- _PROBLEM TO SOLVE_:
Return the records below exactly as they are written.

Saved data entries:
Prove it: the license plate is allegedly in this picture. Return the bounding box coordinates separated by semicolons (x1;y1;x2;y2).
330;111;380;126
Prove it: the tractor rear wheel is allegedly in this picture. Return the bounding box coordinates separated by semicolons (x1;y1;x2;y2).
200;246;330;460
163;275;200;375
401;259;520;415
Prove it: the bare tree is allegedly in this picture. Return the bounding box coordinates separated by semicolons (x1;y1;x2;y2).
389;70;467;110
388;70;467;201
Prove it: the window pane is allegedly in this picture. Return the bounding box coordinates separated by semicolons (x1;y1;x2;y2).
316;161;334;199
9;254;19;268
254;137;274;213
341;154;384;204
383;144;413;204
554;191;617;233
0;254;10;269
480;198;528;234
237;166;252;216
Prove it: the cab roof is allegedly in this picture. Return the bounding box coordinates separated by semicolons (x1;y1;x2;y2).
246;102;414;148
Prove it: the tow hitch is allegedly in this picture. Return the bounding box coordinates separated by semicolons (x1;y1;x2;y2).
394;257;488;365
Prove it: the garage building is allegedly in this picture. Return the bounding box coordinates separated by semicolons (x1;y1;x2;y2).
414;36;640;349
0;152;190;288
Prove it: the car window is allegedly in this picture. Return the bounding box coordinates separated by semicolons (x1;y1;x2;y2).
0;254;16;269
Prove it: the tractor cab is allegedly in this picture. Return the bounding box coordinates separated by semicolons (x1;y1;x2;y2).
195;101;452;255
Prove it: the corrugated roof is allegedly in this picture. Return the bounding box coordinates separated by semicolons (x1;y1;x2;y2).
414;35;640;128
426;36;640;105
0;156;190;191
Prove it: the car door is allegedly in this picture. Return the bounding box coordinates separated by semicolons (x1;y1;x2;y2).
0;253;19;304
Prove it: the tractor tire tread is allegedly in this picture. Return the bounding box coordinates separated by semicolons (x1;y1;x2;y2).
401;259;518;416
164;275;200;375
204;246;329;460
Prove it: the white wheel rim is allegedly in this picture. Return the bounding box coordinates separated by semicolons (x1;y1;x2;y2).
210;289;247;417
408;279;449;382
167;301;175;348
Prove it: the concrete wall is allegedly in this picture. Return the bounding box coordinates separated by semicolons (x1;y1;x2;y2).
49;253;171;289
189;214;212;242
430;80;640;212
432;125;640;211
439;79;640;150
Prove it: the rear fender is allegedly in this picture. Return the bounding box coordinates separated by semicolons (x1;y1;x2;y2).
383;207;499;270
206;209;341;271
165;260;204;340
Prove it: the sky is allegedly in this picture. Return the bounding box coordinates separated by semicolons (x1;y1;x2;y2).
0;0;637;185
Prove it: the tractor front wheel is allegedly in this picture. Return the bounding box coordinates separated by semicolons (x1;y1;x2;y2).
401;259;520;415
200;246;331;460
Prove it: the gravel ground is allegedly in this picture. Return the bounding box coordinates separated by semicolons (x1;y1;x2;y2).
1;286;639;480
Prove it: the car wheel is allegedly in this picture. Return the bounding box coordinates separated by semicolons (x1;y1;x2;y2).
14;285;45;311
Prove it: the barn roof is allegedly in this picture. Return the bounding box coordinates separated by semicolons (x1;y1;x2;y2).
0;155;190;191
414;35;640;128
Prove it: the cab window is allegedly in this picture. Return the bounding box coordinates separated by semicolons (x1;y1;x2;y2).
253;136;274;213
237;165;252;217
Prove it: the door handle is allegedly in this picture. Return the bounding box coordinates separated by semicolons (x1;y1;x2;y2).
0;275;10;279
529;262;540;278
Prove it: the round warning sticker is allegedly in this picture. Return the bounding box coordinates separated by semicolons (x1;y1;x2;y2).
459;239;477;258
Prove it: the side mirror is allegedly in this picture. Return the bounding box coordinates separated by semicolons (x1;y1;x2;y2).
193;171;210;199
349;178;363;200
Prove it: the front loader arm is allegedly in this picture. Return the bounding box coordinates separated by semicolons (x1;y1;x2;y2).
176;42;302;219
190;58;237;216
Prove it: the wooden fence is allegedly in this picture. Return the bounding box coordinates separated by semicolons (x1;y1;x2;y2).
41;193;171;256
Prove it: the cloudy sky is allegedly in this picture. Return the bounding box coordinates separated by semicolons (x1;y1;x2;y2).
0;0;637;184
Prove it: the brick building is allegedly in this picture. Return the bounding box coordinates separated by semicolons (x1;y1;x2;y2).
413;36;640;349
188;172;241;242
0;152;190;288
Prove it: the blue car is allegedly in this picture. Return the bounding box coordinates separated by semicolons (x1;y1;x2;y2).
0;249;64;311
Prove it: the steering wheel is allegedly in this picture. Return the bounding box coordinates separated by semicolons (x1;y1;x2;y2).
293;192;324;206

- _ANSWER BELOW_:
Prove it: the license plate is allegedly in this picture. Return the bounding box coordinates separated by semicolons (x1;y1;x2;y2).
330;111;380;126
Prove it: the tractor rear wheel is allegedly in this picture. Return the bounding box coordinates separated by semicolons (x1;y1;x2;y2).
200;246;330;460
163;275;200;375
401;259;520;415
Prove it: the bare tree is allegedly in this picture. Return the bounding box coordinates separated by semicolons (x1;y1;x2;y2).
389;70;467;110
388;70;467;201
Prove it: the window pane is allegedly in this picture. Return the bounding box coordinates separated by semicolons (x1;y1;x2;y2).
316;161;334;199
9;254;19;268
254;137;274;213
341;154;384;204
383;144;413;204
554;191;617;233
0;254;10;269
480;198;528;234
237;166;252;216
Prove it: the cab roof is allegedly in this picture. Return the bounding box coordinates separated by semicolons (x1;y1;x2;y2).
246;102;414;148
Prove it: the tow hitch is allegedly in this picture. Return the bounding box coordinates separated by semicolons (x1;y1;x2;y2).
394;257;488;365
Prove it: the garage building is allegedly in this picture. Return the bounding box coordinates separated by semicolons (x1;y1;x2;y2).
414;36;640;349
0;152;190;288
Prove it: the car window is allegedly in this picture. Return the bounding box coordinates separated by semicolons (x1;y1;x2;y2).
0;254;16;269
Prove it: the tractor cab is allegedly in this picture. Return the bounding box coordinates separated by semicolons (x1;y1;x2;y2).
195;101;452;255
Prove it: the corrugated roof is allegedly in this picture. Return the bounding box coordinates separated by semicolons (x1;y1;x2;y2).
414;35;640;128
426;36;640;105
0;156;190;191
Prove it: the car door is allegedly in this picture. Return the bounding box coordinates separated by semicolons (x1;y1;x2;y2).
0;253;19;304
Prove it: the tractor tire tread is allegedly in this picture. Return the bounding box coordinates separated by semicolons (x1;y1;x2;y2).
401;259;518;416
164;275;200;375
204;246;329;460
Prove it: the white wheel rim is allegedly in this picture. Return the bounding box coordinates separated by semicolons (x1;y1;x2;y2).
210;289;247;417
408;279;449;382
167;301;175;348
Prove it: the concrete wall is allegedly in this picture. Return the bounding box coordinates separated by semicolons (x1;y1;x2;y2).
49;253;171;289
189;214;212;242
430;80;640;212
432;125;640;211
439;79;640;150
Prove it: the rear fender is allegedly in this picture. Return the bounding box coordinates separated by semicolons (x1;y1;x2;y2).
383;207;499;270
206;209;341;271
165;260;204;340
Prove it: the sky is allegedly in this picture. Return the bounding box coordinates separated by semicolons (x1;y1;x2;y2).
0;0;637;185
Prove it: the tractor front wheel is allegedly in this picture. Return the bounding box coordinates separated by semicolons (x1;y1;x2;y2).
401;259;520;415
200;246;331;460
Prove it: the gravel ground is allegedly in this picture. Return the bounding box coordinates separated by semicolons (x1;y1;x2;y2).
1;286;639;480
Prove it: the car wheel is allegedly in this picture. Return the bounding box coordinates separated by semicolons (x1;y1;x2;y2).
14;285;45;311
Prove it: the barn roof is allegedly in this picture. Return the bounding box coordinates separated by semicolons (x1;y1;x2;y2).
0;155;190;191
414;35;640;128
Prove it: the cab window is allegedly in this picture. Return the bounding box coordinates separated by semicolons (x1;y1;x2;y2).
253;136;274;213
237;165;252;217
Prove it: the door handle is allegedly in this picture. Return the bounding box coordinates separated by semicolons (x1;y1;x2;y2).
0;275;10;279
529;262;540;278
Prove it: the round warning sticker is allegedly in this picture. Return the bounding box coordinates separated by semicolons (x1;y1;x2;y2).
459;239;477;258
Prove it: the side mirror is allegedly in this picture. Return the bounding box coordinates separated by semicolons (x1;y1;x2;y2).
193;171;210;199
349;178;363;200
Prove it: the front loader arm is allegedly in this picture. Return the bounding box coordinates separated by semicolons (x1;y1;x2;y2).
176;42;302;219
190;58;237;216
Prove it: the wooden fence is allegedly in this picture. Return the bounding box coordinates separated by semicolons (x1;y1;x2;y2).
41;193;171;256
Prove it: the cloudy sky is allegedly in this picture. Return the bounding box coordinates separated by semicolons (x1;y1;x2;y2).
0;0;637;184
Prove it: the brick building is allegedly in this picture. Return the bounding box coordinates separated by semicolons (x1;y1;x2;y2).
413;36;640;349
188;172;241;242
0;152;190;288
Prove it: the blue car is allegedly in this picture. Return the bounding box coordinates separated by semicolons (x1;y1;x2;y2).
0;249;64;311
Prove it: the steering wheel is allegedly in this picture. Return the bounding box coordinates separated by semicolons (x1;y1;x2;y2).
293;192;324;206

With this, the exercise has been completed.